Exercise goal »
Revise all of the items below by putting "in the format of this sample" in place of "shaped like this sample" wherever it occurs, with everything else left unchanged. Leave the pictures out of your answer.

======== Given information

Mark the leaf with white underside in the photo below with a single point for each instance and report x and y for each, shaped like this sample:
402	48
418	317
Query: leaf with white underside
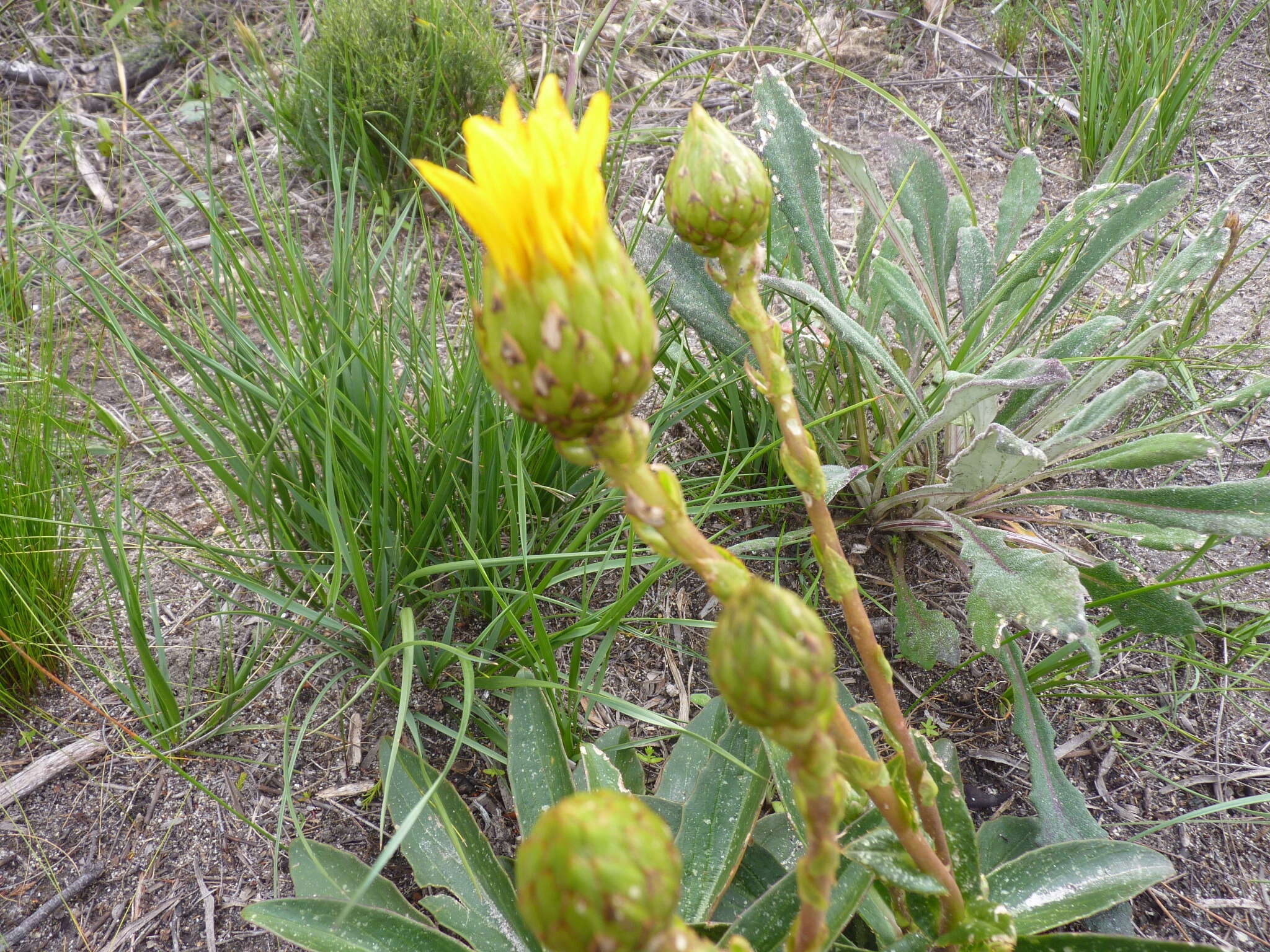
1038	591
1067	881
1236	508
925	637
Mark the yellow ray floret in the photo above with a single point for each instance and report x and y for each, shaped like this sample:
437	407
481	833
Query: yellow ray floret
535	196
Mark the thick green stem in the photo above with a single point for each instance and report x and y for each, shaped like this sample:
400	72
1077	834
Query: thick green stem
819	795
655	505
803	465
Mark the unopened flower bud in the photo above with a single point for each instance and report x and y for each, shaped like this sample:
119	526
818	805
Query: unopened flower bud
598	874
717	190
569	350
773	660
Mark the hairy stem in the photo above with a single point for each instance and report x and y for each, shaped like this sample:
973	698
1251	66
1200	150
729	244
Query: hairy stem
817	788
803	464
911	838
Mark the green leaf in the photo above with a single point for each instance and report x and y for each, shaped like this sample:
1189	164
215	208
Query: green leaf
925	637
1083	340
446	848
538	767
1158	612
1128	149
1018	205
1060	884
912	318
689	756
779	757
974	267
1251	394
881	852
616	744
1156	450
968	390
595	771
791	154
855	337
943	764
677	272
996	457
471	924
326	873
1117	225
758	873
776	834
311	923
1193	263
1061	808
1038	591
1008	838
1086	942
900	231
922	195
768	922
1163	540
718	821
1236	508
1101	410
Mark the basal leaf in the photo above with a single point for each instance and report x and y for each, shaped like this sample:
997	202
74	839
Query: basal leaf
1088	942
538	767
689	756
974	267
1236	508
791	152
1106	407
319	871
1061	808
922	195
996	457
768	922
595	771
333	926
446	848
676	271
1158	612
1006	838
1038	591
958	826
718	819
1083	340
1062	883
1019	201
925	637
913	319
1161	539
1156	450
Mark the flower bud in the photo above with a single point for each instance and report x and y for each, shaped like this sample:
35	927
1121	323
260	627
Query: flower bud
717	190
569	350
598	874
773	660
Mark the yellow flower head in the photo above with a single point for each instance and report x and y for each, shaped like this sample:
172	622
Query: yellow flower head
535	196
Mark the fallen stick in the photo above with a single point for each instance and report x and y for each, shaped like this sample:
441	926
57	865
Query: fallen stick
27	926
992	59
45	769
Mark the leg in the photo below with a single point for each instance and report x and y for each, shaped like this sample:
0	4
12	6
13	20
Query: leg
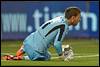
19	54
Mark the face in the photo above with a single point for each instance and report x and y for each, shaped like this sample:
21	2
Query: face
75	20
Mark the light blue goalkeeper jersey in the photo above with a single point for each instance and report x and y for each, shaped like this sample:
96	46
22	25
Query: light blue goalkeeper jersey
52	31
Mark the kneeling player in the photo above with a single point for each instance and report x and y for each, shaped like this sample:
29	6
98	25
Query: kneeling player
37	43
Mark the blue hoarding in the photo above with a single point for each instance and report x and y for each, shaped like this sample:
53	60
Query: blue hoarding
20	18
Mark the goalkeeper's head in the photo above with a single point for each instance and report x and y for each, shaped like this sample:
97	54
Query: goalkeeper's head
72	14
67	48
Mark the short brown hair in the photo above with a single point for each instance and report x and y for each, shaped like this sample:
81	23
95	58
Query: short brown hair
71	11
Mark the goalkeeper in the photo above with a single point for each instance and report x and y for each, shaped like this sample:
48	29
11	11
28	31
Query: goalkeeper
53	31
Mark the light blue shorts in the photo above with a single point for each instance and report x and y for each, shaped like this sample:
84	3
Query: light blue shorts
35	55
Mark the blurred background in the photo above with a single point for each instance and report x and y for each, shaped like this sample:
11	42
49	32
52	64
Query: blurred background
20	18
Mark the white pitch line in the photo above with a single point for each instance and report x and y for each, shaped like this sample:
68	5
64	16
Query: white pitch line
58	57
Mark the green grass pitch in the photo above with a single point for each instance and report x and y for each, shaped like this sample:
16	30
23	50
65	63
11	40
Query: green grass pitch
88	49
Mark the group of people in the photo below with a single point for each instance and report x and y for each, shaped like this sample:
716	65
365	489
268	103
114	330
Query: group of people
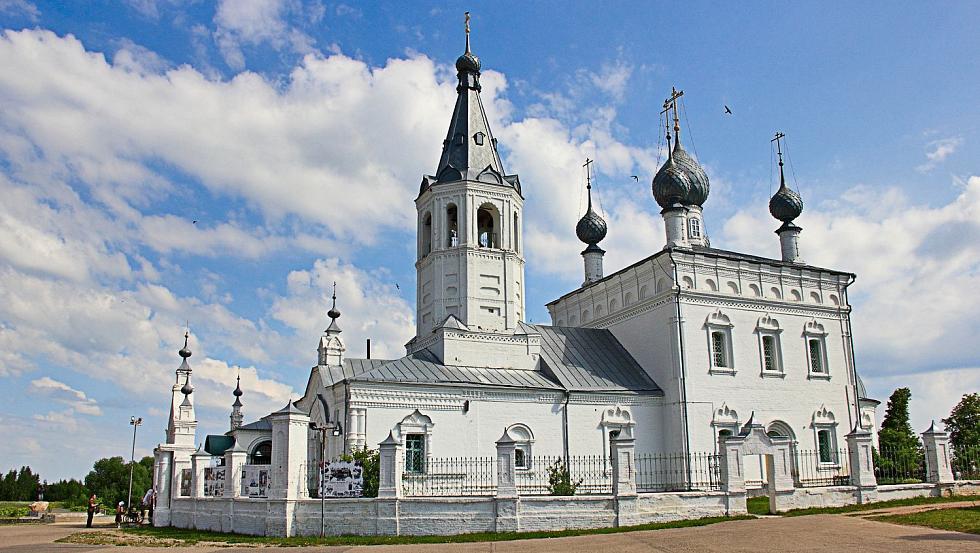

================

In response »
Mark the leaf with white underside in the photo below with a single point for each instance and report x and y for each, in the format of this sample:
402	48
418	317
Query: leaf with white underside
1038	591
1067	881
1236	508
925	637
Mark the yellow ray floret in the photo above with a single point for each instance and report x and y for each, in the format of this sample:
437	407
481	833
Query: yellow ray floret
535	196
Mark the thick green stem in the photo above with a single point for each instance and report x and y for each, in the format of this sample:
400	72
1077	834
Query: thick green stem
819	795
655	505
803	465
Mark the unopened flower bud in the photo above with a single point for each instance and report x and y for each, in the format of this sample:
119	526
818	805
Query: unopened flower bud
598	874
717	190
569	350
773	660
Mark the hairy stem in the photo above with a single point for each instance and report x and y for each, in the format of this sample:
973	698
1251	66
1200	150
729	244
Query: hairy stem
817	788
803	464
911	838
Mark the green leaf in the photo above with a single point for each instance and report x and y for each, in the format of this sample:
1189	164
215	208
Query: green leaf
925	637
1083	340
446	848
538	767
1158	612
1128	149
1018	205
1060	884
912	318
689	756
779	757
974	267
1251	394
881	852
616	744
1156	450
968	390
595	771
791	154
855	337
943	764
677	272
996	457
471	924
326	873
1117	225
758	873
776	834
311	923
1193	263
1061	808
1038	591
1008	838
1086	942
900	231
922	195
768	922
1163	540
718	821
1236	508
1101	410
Mark the basal leaf in the photo above with a single point for each instance and report x and y for each, in the format of this sample:
997	202
74	839
Query: basal leaf
1088	942
538	767
689	756
974	267
1236	508
791	152
1106	407
319	871
1061	808
922	195
996	457
768	922
595	771
333	926
446	848
676	271
1158	612
1006	838
1038	591
958	826
718	819
1083	340
1062	883
1019	201
925	637
913	319
1161	539
1156	450
Mark the flower bud in the photo above with a single point for each instance and report x and y for each, in the format of this sample:
35	927
1121	323
260	627
Query: flower bud
717	190
569	350
598	874
773	660
Mark the yellow flower head in the photo above with a single point for each instance and report x and y for each, in the format of this sample:
172	622
Query: yellow flower head
535	196
Mark the fallen stick in the photo above with a single point for each instance and report x and y for each, in the format of this sample:
441	926
57	865
Query: fallen stick
27	926
992	59
45	769
Mark the leg in the photo below with a single point for each instance and report x and y for each, in the format of this sample:
0	4
12	6
13	20
Query: leg
19	54
Mark the face in the photo above with a single point for each instance and report x and y for each, in the format of this sample:
21	2
Query: face
75	20
Mark the light blue goalkeeper jersey in the photo above with a single point for each instance and report x and y for each, in the format of this sample:
96	46
22	25
Query: light blue goalkeeper jersey
52	31
Mark the kneeling player in the photo above with a single point for each instance and report x and y for each, in the format of this sample:
29	6
98	25
Query: kneeling player
37	43
Mark the blue hoarding in the photo above with a single point for each instance and report x and y for each, in the format of this sample:
53	60
Query: blue hoarding
20	18
Mark the goalkeeper's head in the photo above with a single point for each instance and report x and y for each, in the format of this sample:
97	54
Query: goalkeeper's head
72	14
67	48
Mark the short brown hair in the photo above with a single point for each instance and report x and y for each, in the format of this sample:
81	23
95	58
Query: short brown hair
71	11
Mark the goalkeeper in the photo above with a single point for each instance and report x and y for each, in the format of this sample:
48	29
11	11
28	31
Query: goalkeeper
53	31
Mark the light blue shorts in the photo above with a single point for each instance and report x and y for each, in the format of this sample:
84	3
Query: light blue shorts
35	55
Mark the blurred background in the photo above with a single point for each instance and report x and y for each, in the format of this sample:
11	42
49	32
52	64
Query: blurred background
20	18
Mark the white pitch line in the photo above with a single point for each instance and report x and y for each, in the format of this sample:
68	5
64	16
Query: white pitch line
58	57
Mark the green grass pitch in the photo above with a single point for each instance and report x and y for each, in the format of this sample:
16	30
23	50
65	63
11	40
Query: green grass pitch
88	49
Mark the group of people in the photo below with a single point for each instance and report x and y for each, in the format of this sample:
716	65
365	489
268	103
114	330
Query: group of people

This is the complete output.